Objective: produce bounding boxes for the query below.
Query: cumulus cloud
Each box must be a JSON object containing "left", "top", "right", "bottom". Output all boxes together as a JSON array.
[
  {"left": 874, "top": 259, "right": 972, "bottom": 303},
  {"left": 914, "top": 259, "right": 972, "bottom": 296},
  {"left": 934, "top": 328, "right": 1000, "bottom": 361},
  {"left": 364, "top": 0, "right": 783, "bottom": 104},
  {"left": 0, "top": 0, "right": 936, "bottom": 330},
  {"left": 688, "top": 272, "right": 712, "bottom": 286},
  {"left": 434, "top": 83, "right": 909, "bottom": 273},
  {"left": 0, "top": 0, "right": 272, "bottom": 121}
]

• • •

### [Aim]
Collect each line from the entries above that contains the word "boxes", and copy those lines.

### [Written reply]
Objective: produce bounding boxes for the query below.
Each box must be a JSON object containing "left", "top", "right", "bottom". Output all boxes together as a JSON array.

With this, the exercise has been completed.